_Given exercise A_. Filter the rows below and copy every line that contains the word "boom". Case counts.

_Source document_.
──────────

# OPPBound 2014



## dangles (17 May 2014)

Hey there,

Did anyone else receive an invitation to OPPBound this July 5-7? It was for past or present  members of the CF this year only. I am wondering if anyone has more info on exactly what OPPBound involves? I know certain specifics of what we will be doing, physical activity, lectures, mentor with members of the OPP, teambuilding exercises. But I wonder how much it is in the sense of being a 'grooming program' to become hired with the OPP?


----------



## PuckChaser (17 May 2014)

It went out across the CAF. I assume its going to be a dog and pony show, let you do all sorts of cool stuff to get you interested in jumping ship and applying to the OPP.


----------



## Teager (17 May 2014)

Only 50 applicants will be going to the program. The OPP is also listed on the Canada Company website as a military friendly employer. If there's one really great thing the OPP does is that it looks for applicants with life experience.


----------



## BeyondTheNow (18 May 2014)

It is indeed a recruitment tool. It's a good opportunity for networking as well. They also have run them specifically geared towards females (so only 50 female applicants were selected). 

I can't speak on whether or not they specifically hope an individual will quit what they're doing to join them immediately, but definitely along the lines of consideration for a future goal should one feel so inclined after being exposed to them more closely.


----------



## dangles (18 May 2014)

Thank you for the help. I wonder what the percentage split of those attending OPPBound will be between reservists and full-time members of the CF.


----------

──────────

(Object position labeling rows)
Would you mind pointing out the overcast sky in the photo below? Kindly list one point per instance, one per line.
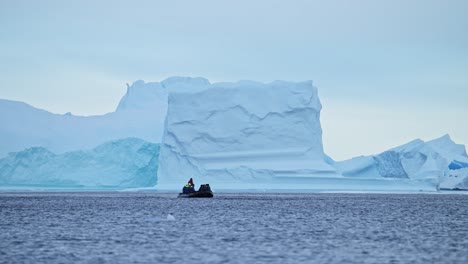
(387, 71)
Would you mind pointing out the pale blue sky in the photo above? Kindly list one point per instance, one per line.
(387, 71)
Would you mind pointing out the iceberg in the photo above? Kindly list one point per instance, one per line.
(249, 135)
(140, 113)
(125, 163)
(240, 136)
(244, 135)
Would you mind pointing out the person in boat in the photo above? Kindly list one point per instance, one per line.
(189, 187)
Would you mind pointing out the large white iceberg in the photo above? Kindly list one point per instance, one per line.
(417, 162)
(249, 135)
(244, 135)
(140, 114)
(125, 163)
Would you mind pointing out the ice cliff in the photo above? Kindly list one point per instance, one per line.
(123, 163)
(244, 134)
(433, 163)
(140, 114)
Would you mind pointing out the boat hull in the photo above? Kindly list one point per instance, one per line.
(196, 195)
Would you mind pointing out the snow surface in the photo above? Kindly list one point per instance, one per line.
(242, 135)
(140, 114)
(124, 163)
(424, 162)
(249, 135)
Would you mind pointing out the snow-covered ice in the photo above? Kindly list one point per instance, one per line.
(140, 113)
(242, 135)
(123, 163)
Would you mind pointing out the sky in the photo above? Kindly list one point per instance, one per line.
(387, 72)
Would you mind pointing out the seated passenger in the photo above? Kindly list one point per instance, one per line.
(189, 187)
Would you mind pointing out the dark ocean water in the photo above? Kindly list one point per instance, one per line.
(132, 227)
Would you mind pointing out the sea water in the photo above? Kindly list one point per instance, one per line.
(148, 227)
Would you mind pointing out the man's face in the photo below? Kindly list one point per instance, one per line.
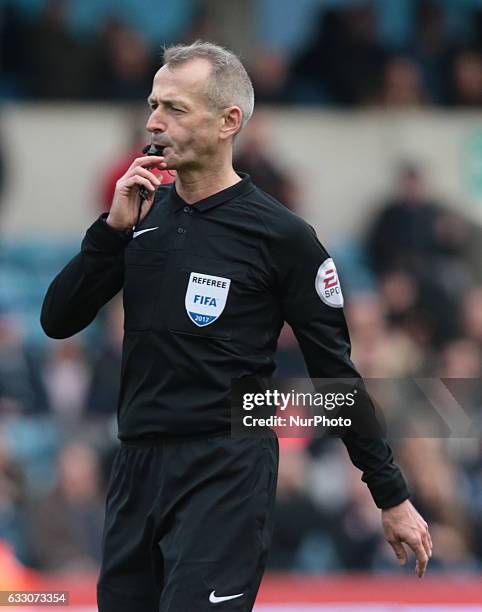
(181, 119)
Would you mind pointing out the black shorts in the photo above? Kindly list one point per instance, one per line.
(188, 525)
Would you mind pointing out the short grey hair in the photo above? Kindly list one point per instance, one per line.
(229, 83)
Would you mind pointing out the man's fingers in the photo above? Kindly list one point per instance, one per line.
(148, 160)
(140, 181)
(427, 545)
(400, 551)
(150, 176)
(421, 556)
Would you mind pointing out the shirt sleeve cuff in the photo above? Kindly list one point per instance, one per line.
(390, 493)
(105, 238)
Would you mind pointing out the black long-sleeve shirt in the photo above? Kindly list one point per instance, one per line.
(207, 288)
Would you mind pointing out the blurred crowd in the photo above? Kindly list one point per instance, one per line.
(347, 53)
(417, 313)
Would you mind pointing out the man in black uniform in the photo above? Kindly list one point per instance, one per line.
(210, 273)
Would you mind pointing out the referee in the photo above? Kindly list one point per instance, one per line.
(209, 274)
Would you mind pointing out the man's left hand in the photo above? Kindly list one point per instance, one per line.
(403, 524)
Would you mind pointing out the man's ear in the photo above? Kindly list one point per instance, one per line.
(230, 122)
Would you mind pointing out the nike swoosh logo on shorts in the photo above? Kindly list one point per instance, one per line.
(214, 599)
(149, 229)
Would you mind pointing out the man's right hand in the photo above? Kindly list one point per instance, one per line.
(125, 204)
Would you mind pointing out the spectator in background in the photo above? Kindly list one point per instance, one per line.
(123, 66)
(432, 49)
(380, 351)
(471, 315)
(345, 62)
(467, 79)
(402, 84)
(436, 493)
(66, 376)
(290, 535)
(21, 388)
(255, 158)
(60, 64)
(12, 490)
(416, 244)
(65, 525)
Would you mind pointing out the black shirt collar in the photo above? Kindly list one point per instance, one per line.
(243, 187)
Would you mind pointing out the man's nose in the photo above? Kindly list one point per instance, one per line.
(155, 123)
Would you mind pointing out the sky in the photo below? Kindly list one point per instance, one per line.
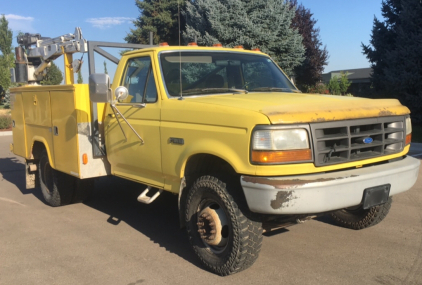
(343, 25)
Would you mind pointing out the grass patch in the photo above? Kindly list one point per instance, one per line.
(416, 133)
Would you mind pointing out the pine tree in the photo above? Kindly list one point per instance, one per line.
(383, 39)
(7, 57)
(80, 78)
(395, 53)
(251, 23)
(159, 17)
(309, 72)
(403, 73)
(53, 77)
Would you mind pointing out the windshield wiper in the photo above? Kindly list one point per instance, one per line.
(212, 90)
(279, 89)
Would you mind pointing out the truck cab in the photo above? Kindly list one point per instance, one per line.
(230, 134)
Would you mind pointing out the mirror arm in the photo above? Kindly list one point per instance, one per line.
(140, 105)
(118, 121)
(113, 107)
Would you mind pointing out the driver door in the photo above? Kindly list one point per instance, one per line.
(131, 158)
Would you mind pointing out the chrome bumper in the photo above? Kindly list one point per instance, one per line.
(316, 193)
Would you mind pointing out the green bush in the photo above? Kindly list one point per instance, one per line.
(5, 122)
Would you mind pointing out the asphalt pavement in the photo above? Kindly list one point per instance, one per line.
(113, 239)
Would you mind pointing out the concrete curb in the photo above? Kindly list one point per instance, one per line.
(8, 133)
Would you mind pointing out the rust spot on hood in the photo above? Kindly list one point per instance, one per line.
(384, 113)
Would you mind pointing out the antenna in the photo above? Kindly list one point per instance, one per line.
(180, 54)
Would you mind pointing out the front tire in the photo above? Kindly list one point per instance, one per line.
(224, 239)
(358, 218)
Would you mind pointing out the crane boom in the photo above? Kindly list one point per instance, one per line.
(35, 53)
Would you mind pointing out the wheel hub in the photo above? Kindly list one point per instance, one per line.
(212, 224)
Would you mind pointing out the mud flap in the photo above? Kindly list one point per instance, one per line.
(32, 179)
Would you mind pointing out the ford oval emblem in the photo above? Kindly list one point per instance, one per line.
(367, 140)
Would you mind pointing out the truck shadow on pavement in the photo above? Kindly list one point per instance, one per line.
(158, 221)
(13, 170)
(116, 197)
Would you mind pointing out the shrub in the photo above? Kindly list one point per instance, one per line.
(5, 122)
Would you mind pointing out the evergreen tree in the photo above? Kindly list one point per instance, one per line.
(316, 56)
(403, 71)
(344, 83)
(7, 57)
(159, 17)
(383, 40)
(334, 86)
(395, 53)
(53, 77)
(251, 23)
(80, 79)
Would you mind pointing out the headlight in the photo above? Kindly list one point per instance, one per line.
(408, 130)
(280, 146)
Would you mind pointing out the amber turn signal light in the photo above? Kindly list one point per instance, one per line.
(281, 156)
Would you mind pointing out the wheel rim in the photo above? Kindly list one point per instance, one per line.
(213, 225)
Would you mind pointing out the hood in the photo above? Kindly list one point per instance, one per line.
(293, 108)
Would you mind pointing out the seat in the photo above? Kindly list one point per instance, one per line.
(214, 81)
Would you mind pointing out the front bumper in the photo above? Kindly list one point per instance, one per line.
(316, 193)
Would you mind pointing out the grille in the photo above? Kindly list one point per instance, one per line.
(343, 141)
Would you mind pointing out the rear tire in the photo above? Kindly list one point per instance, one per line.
(231, 246)
(57, 187)
(359, 218)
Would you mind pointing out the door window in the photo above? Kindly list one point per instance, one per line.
(139, 80)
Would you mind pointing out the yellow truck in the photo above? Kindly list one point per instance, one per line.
(222, 128)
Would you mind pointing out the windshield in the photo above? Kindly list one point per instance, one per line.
(201, 73)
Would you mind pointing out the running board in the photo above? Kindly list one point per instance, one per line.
(143, 198)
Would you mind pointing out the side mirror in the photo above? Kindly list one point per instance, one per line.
(121, 93)
(99, 88)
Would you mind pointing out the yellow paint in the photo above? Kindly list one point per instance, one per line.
(68, 70)
(64, 118)
(19, 133)
(219, 125)
(36, 108)
(131, 158)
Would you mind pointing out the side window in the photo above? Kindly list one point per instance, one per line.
(139, 80)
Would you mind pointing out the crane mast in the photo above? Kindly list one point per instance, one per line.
(35, 53)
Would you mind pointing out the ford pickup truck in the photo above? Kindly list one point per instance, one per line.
(225, 130)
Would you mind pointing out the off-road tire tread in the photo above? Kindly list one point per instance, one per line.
(366, 218)
(247, 234)
(62, 188)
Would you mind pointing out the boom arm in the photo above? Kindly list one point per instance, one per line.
(30, 65)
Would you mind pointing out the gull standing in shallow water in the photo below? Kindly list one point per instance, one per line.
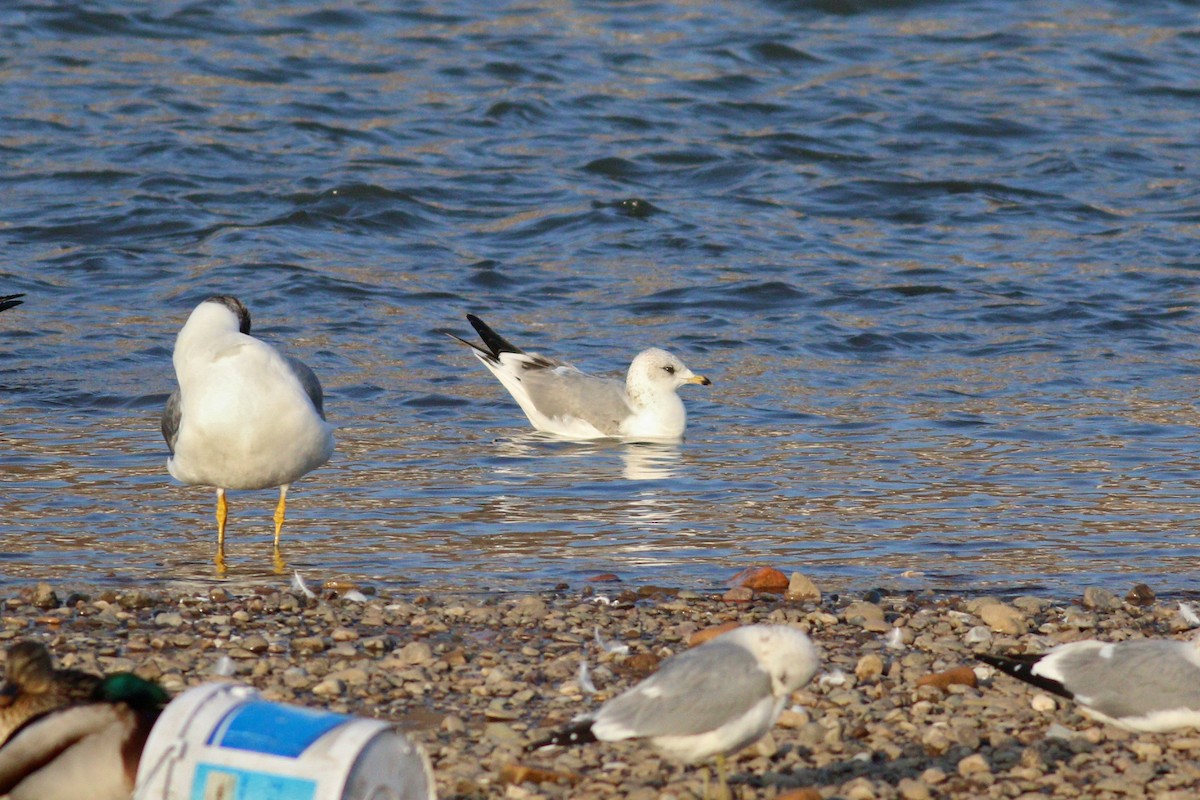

──────────

_Given exercise B_.
Answer these questions using the forum thread about OPPBound above:
(i) On what dates was OPPBound to take place?
(ii) How many applicants will be going to the program?
(iii) On which website is the OPP listed as a military friendly employer?

_Correct output A_.
Would you mind pointing out the crane boom in the photo above? Kindly list one point per instance, one per line.
Would you mind pointing out the boom arm in the photo above? Kindly list one point per instance, one per line.

_Correct output B_.
(i) July 5-7.
(ii) Only 50 applicants.
(iii) The Canada Company website.